Required task 1: Reproduce everything in the AMA ratings article from "Bieber Bust: AMAs" down to "the most nominations.".

Supplied text:
┄┄┄┄┄┄

Monday, November 22, 2010

New Beyoncé Dereon C&A Commercial

AMAs Hit All-Time Ratings Low

Bieber Bust: AMAs Hit All-Time Ratings Low

ABC's telecast of the American Music Awards dropped in the ratings Sunday night as NBC's football coverage surged.

The AMAs drew 11.6 million viewers and a 4.3 preliminary adults 18-49 rating, down 22% from 2009. Moreover, the telecast stands as the lowest-rated AMAs yet.

Teen sensation Justin Bieber swept the awards, taking home four statues including Artist of the Year. He overthrew Eminem, who had garnered the most nominations.

ABC pointed out the show was up 12% in teens and 19% among kids 2-11, if only that was the network's target audience.

┄┄┄┄┄┄

Annotation records:

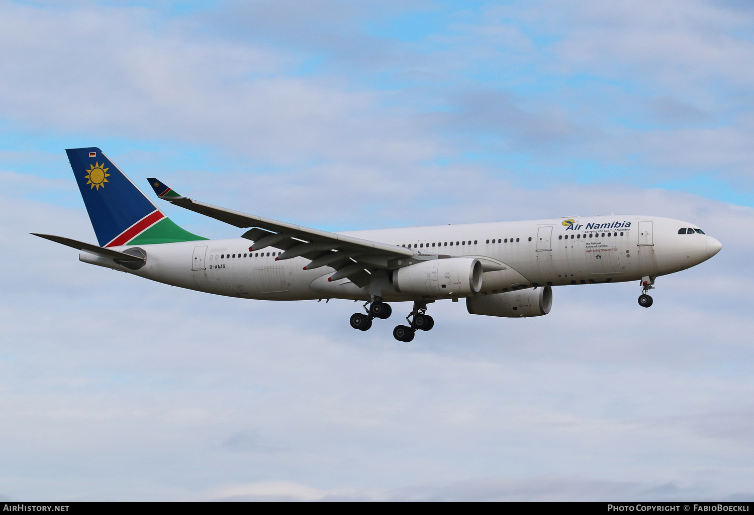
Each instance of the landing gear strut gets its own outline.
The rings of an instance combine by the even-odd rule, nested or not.
[[[409,313],[409,315],[406,317],[406,320],[409,322],[409,325],[396,326],[395,329],[393,330],[393,337],[399,342],[406,342],[408,343],[414,339],[414,334],[418,329],[421,329],[421,331],[429,331],[434,327],[434,318],[428,315],[426,311],[426,302],[418,300],[415,301],[414,309],[410,313]],[[410,320],[409,318],[411,318],[412,316],[413,316],[413,319]]]
[[[368,309],[366,309],[367,304],[369,304]],[[364,303],[364,311],[366,312],[366,315],[363,313],[354,313],[351,315],[351,327],[354,329],[369,331],[369,328],[372,327],[372,321],[374,318],[382,318],[384,320],[389,318],[393,313],[393,308],[390,306],[390,304],[382,302],[379,297],[373,297]]]
[[[639,305],[642,307],[649,307],[652,305],[652,297],[647,294],[649,290],[654,289],[654,278],[645,276],[642,278],[642,293],[639,296]]]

┄┄┄┄┄┄

Required task 2: Pull out every line of the records that contains the string "instance", matching case exactly.

Correct answer 1:
Bieber Bust: AMAs Hit All-Time Ratings Low

ABC's telecast of the American Music Awards dropped in the ratings Sunday night as NBC's football coverage surged.

The AMAs drew 11.6 million viewers and a 4.3 preliminary adults 18-49 rating, down 22% from 2009. Moreover, the telecast stands as the lowest-rated AMAs yet.

Teen sensation Justin Bieber swept the awards, taking home four statues including Artist of the Year. He overthrew Eminem, who had garnered the most nominations.

Correct answer 2:
Each instance of the landing gear strut gets its own outline.
The rings of an instance combine by the even-odd rule, nested or not.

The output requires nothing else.